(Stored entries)

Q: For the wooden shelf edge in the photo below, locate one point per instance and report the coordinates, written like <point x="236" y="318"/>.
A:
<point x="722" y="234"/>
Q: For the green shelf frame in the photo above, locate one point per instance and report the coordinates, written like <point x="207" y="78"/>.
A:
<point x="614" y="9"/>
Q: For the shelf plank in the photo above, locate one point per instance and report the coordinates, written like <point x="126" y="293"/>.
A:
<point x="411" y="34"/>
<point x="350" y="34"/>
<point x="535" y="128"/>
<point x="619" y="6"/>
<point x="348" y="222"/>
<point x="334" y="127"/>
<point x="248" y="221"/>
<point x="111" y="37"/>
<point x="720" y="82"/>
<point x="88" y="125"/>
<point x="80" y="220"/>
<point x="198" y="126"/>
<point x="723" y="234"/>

YOUR GOAL. Rewrite every line of the rows above, requests included. Scale each x and y coordinate in the answers by 0.95 and round it to a whole number, with halves rounded up. Leave the sample coordinates in the requests as they are.

EXERCISE RESPONSE.
Q: For the wooden shelf edge in the photo below, locate one point per instance and report the coordinates, written like <point x="236" y="318"/>.
A:
<point x="686" y="222"/>
Q: For the green shelf frame in the photo above, locate one point per instance and report the coordinates, written like <point x="207" y="78"/>.
A:
<point x="583" y="9"/>
Q: For the shelf plank in the photo above, locate one point per instance and report the coordinates, written like <point x="126" y="293"/>.
A:
<point x="390" y="32"/>
<point x="333" y="32"/>
<point x="508" y="122"/>
<point x="588" y="6"/>
<point x="331" y="211"/>
<point x="317" y="121"/>
<point x="236" y="210"/>
<point x="105" y="35"/>
<point x="684" y="78"/>
<point x="84" y="119"/>
<point x="76" y="209"/>
<point x="188" y="120"/>
<point x="687" y="222"/>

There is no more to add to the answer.